Point-per-instance localization data
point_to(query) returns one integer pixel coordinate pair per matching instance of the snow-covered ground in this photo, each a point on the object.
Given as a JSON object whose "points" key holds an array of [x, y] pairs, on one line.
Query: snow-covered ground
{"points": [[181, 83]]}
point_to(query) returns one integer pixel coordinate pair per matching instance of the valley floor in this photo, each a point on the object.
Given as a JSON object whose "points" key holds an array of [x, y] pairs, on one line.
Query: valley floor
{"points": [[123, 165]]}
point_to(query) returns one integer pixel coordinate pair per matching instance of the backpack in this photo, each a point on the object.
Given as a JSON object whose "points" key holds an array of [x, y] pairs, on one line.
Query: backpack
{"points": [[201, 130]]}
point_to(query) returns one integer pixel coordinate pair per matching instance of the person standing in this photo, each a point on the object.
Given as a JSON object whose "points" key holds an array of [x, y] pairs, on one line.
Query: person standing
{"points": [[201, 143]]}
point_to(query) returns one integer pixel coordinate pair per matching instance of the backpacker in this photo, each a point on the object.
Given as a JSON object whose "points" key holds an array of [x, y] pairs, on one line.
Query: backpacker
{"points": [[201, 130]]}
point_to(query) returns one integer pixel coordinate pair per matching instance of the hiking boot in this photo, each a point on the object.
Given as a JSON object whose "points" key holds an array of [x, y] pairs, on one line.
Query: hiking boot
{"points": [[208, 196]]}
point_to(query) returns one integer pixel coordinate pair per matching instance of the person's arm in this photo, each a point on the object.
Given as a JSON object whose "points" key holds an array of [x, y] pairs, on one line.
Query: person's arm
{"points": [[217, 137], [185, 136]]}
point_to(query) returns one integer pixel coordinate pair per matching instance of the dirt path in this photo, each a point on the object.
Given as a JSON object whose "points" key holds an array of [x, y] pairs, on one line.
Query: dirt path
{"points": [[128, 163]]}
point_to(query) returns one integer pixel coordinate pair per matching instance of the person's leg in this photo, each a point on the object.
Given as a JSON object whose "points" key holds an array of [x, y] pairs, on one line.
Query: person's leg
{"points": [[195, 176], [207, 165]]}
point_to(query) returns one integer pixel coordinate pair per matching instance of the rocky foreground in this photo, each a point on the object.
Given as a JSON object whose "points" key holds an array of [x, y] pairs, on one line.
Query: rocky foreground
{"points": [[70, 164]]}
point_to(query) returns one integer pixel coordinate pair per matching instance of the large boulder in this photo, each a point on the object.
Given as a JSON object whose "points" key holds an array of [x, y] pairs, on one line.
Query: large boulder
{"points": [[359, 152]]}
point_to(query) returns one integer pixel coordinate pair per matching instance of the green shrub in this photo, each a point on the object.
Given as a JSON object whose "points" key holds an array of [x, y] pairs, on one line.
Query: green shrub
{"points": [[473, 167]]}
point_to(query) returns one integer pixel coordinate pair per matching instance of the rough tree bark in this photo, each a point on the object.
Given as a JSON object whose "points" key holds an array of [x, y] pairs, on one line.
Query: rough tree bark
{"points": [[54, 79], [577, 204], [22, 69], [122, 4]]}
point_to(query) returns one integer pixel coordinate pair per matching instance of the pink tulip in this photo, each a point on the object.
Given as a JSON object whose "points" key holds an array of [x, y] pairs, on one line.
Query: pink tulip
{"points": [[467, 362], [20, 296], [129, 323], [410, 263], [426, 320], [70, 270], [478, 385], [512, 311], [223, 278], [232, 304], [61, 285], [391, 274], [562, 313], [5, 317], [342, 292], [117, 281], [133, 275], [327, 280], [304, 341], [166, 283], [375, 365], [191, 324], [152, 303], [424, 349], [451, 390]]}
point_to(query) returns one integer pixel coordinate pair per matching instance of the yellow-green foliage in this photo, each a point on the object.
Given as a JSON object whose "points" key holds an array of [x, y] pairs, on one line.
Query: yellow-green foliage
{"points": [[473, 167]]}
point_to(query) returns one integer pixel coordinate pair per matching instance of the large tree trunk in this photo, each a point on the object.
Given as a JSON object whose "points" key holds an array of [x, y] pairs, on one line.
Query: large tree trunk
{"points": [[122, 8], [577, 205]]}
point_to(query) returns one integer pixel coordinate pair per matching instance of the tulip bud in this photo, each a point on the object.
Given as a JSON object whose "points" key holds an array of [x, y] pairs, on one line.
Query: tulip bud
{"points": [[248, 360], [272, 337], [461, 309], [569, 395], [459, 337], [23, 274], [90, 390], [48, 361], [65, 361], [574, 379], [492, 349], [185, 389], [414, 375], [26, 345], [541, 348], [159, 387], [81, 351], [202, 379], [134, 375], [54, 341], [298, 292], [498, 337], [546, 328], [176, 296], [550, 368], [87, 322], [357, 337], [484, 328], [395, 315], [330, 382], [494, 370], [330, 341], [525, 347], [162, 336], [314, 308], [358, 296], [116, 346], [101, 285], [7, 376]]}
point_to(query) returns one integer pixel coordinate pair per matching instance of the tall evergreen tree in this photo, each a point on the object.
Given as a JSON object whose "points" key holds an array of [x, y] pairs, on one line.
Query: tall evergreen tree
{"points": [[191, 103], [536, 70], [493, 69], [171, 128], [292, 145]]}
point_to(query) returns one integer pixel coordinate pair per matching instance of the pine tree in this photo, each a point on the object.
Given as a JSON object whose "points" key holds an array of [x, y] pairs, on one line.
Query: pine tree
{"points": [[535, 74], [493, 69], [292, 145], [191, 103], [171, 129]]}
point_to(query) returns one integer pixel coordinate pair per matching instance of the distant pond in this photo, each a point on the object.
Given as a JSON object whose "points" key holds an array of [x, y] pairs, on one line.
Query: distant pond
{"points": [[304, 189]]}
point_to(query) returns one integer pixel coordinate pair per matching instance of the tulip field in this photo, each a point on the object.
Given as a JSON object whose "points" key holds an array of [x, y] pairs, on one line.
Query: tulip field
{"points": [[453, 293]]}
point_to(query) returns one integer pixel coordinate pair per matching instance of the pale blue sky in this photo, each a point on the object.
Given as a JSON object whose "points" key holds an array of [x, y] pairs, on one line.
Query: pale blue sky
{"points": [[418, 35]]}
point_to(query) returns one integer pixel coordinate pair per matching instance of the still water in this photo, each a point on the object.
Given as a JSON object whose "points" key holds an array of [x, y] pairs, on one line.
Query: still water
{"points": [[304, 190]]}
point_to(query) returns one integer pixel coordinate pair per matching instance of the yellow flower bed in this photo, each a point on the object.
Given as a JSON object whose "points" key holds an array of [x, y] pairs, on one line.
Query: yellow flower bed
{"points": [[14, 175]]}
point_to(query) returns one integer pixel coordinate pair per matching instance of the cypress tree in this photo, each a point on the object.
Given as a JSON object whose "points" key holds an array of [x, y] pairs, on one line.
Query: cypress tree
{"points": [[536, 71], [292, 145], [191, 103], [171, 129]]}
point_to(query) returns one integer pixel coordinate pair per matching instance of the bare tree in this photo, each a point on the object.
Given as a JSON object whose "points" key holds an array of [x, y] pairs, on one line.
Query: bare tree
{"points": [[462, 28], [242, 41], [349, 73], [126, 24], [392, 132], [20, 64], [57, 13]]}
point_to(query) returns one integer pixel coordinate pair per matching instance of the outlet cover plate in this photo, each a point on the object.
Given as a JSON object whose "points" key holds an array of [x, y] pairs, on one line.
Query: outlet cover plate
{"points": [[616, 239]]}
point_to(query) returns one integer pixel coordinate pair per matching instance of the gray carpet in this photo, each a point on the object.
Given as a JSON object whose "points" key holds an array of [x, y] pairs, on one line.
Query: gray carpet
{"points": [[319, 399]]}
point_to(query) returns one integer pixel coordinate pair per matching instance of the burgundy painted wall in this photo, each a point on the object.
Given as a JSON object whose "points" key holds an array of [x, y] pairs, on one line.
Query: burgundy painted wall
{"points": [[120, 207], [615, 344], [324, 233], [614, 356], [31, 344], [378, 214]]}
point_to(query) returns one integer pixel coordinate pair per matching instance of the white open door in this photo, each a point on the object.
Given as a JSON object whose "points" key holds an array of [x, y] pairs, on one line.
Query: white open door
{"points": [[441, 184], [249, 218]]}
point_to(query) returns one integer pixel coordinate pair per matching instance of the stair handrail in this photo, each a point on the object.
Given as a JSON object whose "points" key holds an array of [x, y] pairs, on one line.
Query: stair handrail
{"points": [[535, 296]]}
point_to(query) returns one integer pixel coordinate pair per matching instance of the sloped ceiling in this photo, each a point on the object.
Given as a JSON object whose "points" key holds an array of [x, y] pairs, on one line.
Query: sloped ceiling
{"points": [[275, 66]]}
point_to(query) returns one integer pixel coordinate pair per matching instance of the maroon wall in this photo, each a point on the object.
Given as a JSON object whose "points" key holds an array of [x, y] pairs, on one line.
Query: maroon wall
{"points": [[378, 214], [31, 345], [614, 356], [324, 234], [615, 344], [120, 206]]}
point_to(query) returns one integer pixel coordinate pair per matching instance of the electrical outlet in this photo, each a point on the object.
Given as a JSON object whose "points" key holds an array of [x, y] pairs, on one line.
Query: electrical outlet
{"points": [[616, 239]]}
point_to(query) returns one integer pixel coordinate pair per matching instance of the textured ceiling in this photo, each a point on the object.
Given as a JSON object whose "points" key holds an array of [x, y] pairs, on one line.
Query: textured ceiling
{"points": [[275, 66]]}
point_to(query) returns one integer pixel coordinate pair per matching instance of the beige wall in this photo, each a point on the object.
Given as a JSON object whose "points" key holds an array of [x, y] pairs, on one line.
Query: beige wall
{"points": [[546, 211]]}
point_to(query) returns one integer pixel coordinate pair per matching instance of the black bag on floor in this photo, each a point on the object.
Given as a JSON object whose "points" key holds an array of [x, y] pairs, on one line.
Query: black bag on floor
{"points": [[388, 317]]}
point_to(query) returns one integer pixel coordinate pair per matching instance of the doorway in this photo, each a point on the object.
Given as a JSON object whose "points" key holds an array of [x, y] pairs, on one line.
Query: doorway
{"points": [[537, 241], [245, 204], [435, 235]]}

### WHAT IS REQUIRED
Set down no line except those from the one with "of the textured" to the last line of the data, inclusive, each exactly as written.

### TASK SOLUTION
point_to(query) returns one integer pixel coordinate pair per matching instance of the textured ceiling in this photo, each a point on the object.
Given as a JSON object whose "points" key holds an array of [x, y] pairs, on one line.
Query: textured ceiling
{"points": [[275, 66]]}
point_to(query) returns one integer pixel coordinate pair per matching instance of the beige wall in this photo, each a point on the object.
Given as a JSON object whose "points" key holds an array of [x, y] pairs, on one line.
Query: beige wall
{"points": [[546, 211]]}
point_to(query) returns one integer pixel coordinate pair per matching instance of the black bag on floor in this photo, each a point on the object.
Given as a JSON object whose "points" key holds an array of [x, y] pairs, on one line.
Query: black bag on floor
{"points": [[388, 317]]}
point_to(query) returns one integer pixel coordinate pair per matching instance of the doorway in this photo, each a point on the object.
Given as a JSON object whose "points" key holds an array of [x, y] pairs, on one line.
Query: doorway
{"points": [[537, 241], [245, 204], [435, 235]]}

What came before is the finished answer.